*Set tasks*
1 – Answer these questions from the account of the colliery explosion.
(a) How long before the visit had the explosion occurred?
(b) What share of the men at work in the vein of coal had been killed?
(c) What kind of lights had always been used in the mine?
2 – From the records, reproduce word for word the lines starting at the one containing "on the white" and ending at the one containing "point(367, 53)", both included.

*Page text*
■ ■ ■ ■ ■
AFTER AN EXPLOSION.

An opportunity was recently afforded us of exploring the workings of a colliery in which, a day or two previously, an explosion had occurred. Commonly, the results of these catastrophes are so widespread, and the havoc they cause is so tremendous, that it is impossible to take a calm survey of the separate effects of fire and concussion: all is mere ruin and confusion. But in this particular instance the area affected had been very limited; and so little damage had been done to the roofs and roads, that it was safe and easy to investigate the way in which the imprisoned forces had effected their deadly purpose; for nearly half the men at work in the vein of coal had been killed, and, of the rest, several narrowly escaped with their lives. And yet the mine had always been considered a perfectly safe one; no death from fire-damp had ever before happened; and, with the full approval of the government inspectors, naked lights had always been used. All at once, without any warning, the lightning-swift flame darted forth, none knew whence, and many a miner’s home was filled with desolation and sorrow.
■ ■ ■ ■ ■
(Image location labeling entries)
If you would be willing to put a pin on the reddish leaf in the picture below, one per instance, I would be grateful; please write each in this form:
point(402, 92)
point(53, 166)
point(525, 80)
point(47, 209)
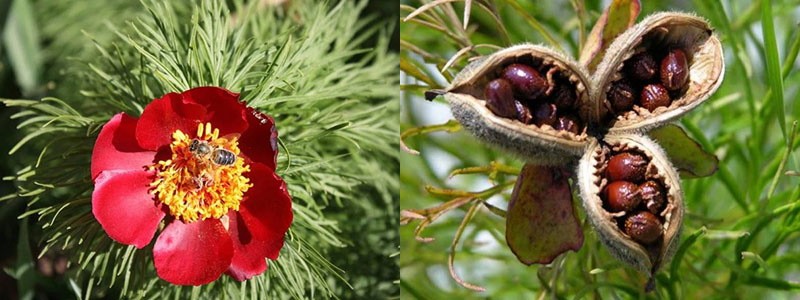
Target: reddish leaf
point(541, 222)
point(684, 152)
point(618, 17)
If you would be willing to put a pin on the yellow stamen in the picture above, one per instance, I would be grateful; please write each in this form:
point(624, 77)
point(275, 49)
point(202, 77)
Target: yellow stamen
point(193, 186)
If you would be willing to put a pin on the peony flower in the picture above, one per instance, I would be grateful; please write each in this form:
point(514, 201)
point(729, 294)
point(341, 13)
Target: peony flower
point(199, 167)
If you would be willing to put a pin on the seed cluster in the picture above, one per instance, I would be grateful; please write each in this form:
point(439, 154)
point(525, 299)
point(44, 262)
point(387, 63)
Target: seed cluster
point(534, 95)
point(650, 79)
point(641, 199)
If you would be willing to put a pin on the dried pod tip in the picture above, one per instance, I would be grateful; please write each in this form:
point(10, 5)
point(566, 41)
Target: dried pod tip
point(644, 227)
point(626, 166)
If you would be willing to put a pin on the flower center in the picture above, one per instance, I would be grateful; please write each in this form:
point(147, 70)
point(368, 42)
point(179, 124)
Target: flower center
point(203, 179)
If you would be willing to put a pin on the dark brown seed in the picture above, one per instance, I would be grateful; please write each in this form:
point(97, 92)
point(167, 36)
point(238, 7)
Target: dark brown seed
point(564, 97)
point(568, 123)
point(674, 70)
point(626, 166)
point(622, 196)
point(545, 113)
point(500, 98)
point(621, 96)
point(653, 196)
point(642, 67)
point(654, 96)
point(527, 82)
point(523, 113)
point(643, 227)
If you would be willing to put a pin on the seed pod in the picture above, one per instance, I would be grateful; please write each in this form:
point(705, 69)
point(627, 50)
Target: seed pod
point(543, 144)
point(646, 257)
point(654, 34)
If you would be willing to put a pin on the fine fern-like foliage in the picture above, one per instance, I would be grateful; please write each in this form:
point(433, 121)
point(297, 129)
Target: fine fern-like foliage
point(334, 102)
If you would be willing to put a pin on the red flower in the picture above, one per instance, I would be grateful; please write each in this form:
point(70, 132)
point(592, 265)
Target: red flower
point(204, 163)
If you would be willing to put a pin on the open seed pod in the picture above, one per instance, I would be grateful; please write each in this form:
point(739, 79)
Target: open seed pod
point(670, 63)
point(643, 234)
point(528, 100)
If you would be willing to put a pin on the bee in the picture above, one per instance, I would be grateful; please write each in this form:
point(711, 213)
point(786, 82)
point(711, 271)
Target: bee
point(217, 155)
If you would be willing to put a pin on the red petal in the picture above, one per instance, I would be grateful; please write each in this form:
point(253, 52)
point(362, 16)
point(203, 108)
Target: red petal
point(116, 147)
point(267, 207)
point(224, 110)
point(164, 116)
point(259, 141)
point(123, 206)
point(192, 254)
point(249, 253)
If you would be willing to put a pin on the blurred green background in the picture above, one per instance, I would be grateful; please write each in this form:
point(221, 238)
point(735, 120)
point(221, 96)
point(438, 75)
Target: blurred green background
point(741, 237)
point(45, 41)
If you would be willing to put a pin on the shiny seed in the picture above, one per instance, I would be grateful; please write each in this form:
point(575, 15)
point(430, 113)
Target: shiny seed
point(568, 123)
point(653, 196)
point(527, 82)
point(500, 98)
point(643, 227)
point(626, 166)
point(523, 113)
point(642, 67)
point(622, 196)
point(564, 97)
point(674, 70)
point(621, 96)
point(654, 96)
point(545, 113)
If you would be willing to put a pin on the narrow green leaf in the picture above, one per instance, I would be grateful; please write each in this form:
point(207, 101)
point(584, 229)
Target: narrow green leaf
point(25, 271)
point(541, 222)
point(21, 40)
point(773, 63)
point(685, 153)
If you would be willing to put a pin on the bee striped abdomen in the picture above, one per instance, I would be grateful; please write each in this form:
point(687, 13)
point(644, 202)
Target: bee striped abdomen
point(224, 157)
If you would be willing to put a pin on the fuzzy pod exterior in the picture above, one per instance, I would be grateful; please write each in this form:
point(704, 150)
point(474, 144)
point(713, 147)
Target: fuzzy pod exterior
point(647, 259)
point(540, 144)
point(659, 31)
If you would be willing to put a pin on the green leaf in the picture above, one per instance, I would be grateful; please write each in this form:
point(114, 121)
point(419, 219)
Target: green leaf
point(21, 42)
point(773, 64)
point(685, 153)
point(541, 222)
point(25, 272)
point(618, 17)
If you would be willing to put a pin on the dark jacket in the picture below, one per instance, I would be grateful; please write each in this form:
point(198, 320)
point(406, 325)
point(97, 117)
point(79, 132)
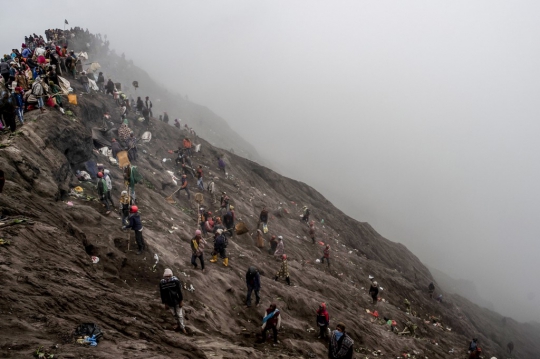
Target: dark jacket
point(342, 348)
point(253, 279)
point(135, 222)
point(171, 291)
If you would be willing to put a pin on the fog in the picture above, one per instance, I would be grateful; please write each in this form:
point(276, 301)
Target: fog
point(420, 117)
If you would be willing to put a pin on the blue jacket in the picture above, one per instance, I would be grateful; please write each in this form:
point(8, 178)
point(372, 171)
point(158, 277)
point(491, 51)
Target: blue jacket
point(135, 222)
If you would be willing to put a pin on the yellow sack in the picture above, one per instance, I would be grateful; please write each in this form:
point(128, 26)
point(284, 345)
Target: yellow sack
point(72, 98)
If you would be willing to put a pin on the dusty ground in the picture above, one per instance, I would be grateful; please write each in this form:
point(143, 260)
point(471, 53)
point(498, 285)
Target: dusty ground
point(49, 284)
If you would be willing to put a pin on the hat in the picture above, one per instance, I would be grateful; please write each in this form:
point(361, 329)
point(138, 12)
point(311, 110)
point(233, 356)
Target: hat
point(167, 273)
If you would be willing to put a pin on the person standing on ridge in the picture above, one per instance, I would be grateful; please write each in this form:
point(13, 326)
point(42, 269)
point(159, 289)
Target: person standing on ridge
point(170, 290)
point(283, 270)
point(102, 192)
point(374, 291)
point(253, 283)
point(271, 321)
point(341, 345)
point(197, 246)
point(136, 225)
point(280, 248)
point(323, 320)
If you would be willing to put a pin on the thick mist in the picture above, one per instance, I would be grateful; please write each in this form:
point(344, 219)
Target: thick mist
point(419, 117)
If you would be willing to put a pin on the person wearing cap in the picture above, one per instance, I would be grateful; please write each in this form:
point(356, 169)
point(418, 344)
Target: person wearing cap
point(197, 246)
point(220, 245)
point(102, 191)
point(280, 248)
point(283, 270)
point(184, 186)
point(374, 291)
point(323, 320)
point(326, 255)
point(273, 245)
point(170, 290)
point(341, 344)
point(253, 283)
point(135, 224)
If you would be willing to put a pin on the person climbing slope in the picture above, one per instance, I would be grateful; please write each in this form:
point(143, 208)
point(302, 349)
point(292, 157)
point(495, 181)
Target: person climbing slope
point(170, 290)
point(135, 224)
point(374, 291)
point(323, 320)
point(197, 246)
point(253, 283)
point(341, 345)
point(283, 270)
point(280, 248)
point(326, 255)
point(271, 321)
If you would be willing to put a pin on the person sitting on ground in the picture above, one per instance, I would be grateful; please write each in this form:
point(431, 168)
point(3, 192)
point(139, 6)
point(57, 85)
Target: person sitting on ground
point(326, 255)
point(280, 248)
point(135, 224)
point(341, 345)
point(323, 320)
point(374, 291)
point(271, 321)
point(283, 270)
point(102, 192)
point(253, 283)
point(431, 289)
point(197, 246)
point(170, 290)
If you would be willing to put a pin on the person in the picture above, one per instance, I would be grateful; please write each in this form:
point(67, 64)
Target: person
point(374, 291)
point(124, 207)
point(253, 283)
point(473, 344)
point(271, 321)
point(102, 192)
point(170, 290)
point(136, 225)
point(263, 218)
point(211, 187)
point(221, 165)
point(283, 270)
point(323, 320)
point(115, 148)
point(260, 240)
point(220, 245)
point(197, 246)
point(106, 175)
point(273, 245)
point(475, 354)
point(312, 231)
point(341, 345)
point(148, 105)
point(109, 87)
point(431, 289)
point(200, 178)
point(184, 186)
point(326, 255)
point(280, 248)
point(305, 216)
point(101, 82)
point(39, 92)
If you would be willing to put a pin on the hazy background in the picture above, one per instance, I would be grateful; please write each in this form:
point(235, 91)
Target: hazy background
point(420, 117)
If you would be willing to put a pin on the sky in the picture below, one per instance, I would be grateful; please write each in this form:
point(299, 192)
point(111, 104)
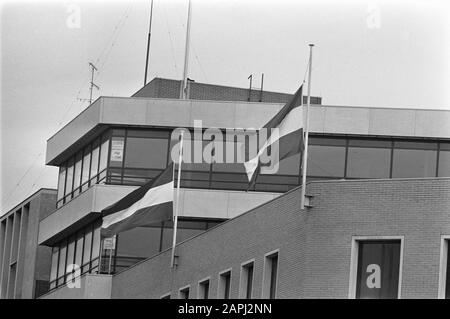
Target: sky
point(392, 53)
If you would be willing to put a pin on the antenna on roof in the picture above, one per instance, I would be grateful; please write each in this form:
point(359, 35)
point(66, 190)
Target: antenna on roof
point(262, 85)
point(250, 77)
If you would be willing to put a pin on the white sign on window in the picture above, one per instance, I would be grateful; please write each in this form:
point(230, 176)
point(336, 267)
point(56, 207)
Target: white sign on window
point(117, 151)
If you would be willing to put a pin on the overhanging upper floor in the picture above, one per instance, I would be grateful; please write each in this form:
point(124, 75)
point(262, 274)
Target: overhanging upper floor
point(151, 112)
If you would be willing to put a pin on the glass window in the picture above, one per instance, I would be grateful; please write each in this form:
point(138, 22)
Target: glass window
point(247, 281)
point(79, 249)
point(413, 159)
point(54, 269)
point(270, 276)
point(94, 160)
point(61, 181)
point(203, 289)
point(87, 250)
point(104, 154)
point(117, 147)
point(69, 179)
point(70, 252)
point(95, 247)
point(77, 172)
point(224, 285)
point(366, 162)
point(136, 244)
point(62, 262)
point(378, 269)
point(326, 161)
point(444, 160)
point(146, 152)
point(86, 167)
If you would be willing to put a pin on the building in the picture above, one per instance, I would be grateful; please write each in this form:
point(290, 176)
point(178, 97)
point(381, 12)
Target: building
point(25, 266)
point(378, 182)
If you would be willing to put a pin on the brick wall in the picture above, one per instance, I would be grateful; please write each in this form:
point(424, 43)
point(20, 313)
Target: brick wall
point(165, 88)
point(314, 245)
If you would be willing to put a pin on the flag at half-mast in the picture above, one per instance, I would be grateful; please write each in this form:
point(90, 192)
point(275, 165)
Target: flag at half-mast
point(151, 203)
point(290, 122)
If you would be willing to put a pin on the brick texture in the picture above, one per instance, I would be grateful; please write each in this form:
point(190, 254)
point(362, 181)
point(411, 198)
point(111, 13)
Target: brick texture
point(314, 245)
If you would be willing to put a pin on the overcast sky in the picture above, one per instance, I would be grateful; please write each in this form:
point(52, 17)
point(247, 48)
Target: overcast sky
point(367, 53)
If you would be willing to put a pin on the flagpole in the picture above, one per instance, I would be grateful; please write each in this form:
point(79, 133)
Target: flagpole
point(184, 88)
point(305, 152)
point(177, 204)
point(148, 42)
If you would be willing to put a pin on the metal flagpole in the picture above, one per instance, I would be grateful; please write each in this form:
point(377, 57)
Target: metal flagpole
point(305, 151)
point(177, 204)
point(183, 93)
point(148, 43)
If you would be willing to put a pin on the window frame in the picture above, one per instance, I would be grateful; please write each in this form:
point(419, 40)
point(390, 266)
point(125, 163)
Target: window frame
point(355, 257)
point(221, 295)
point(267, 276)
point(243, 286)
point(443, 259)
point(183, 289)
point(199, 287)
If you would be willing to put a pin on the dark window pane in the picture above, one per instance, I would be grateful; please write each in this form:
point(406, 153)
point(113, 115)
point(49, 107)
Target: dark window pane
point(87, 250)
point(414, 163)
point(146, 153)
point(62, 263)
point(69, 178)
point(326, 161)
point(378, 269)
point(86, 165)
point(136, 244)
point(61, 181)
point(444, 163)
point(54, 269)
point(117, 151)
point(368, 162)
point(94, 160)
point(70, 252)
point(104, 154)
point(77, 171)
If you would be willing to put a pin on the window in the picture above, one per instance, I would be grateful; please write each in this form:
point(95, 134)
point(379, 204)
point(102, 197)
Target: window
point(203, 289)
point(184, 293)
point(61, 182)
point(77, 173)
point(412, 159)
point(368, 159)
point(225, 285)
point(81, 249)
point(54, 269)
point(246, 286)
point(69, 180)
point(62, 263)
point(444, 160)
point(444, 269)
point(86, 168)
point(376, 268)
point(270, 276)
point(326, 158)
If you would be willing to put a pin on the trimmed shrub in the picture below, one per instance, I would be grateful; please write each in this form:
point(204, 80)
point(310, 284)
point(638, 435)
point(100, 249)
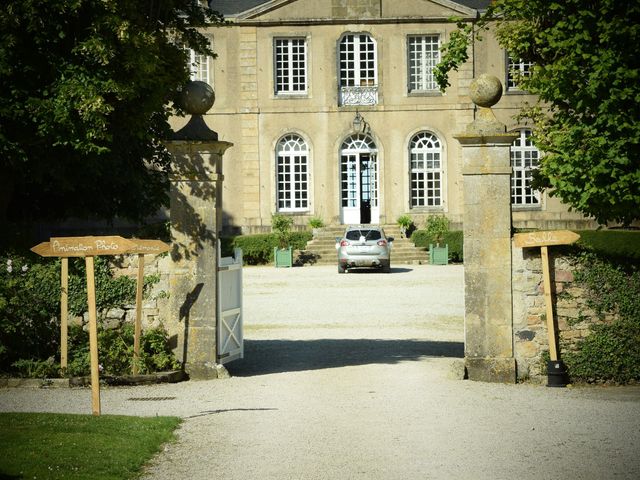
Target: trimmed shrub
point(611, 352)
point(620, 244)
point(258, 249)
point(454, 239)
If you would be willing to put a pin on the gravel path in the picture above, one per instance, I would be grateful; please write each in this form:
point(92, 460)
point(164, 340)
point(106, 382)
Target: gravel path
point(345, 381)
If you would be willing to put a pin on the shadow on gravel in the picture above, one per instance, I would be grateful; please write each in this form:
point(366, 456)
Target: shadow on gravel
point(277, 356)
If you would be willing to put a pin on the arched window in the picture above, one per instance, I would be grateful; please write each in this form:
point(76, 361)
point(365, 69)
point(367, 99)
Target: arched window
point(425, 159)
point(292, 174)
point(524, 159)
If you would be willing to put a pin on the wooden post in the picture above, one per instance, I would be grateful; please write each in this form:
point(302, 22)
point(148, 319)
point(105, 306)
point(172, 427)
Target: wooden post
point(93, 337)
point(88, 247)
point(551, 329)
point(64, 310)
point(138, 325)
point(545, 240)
■ ■ ■ ■ ■
*Problem solutions*
1 –
(a) A day or two previously.
(b) Nearly half.
(c) Naked lights.

2 –
If you would be willing to put a pin on the white sign on window in the picture above, one per instance, I would be grateful; please write each in this form:
point(230, 176)
point(336, 267)
point(56, 207)
Target: white sign on window
point(117, 151)
If you would be willing to put a pin on the overhanging upper floor in the picture above, one per instance, I would be grateful; please write each in this form:
point(124, 75)
point(262, 274)
Target: overhanging upper floor
point(151, 112)
If you would be willing to put a pin on the glass window in the picture above, one per instance, I would be grateful; please write each in this form:
point(138, 22)
Target: glass window
point(247, 281)
point(79, 249)
point(413, 159)
point(54, 269)
point(270, 276)
point(94, 160)
point(61, 181)
point(203, 289)
point(87, 250)
point(104, 154)
point(117, 147)
point(69, 179)
point(70, 252)
point(95, 247)
point(77, 172)
point(224, 285)
point(366, 162)
point(136, 244)
point(62, 262)
point(378, 269)
point(326, 161)
point(444, 160)
point(146, 152)
point(86, 167)
If you would be willing to put a pin on the building in the picture above, one per instance, I would be grateful; please write each in this form:
point(290, 176)
point(178, 97)
point(381, 12)
Target: building
point(25, 266)
point(378, 182)
If you would be willing to put a pin on the brick wall in the picture above, one per instance, I would be grateful; please write each in this form:
point(424, 43)
point(20, 313)
Target: brick wall
point(165, 88)
point(314, 245)
If you would be willing to put a pin on the flag at half-mast in the picture above, one per instance, I would be grateful; please write each in this form:
point(90, 192)
point(275, 165)
Target: flag at half-mast
point(151, 203)
point(290, 122)
If you would be willing to put a pin on the brick texture in the picture above, one per instance, I would be grateful; please write each in this form:
point(190, 254)
point(362, 181)
point(411, 198)
point(111, 13)
Target: brick texture
point(314, 245)
If you would be willing to put a pin on the overcast sky in the picture above, one per instance, I would be grateful; please write each in this form:
point(52, 17)
point(247, 48)
Target: overcast sky
point(367, 53)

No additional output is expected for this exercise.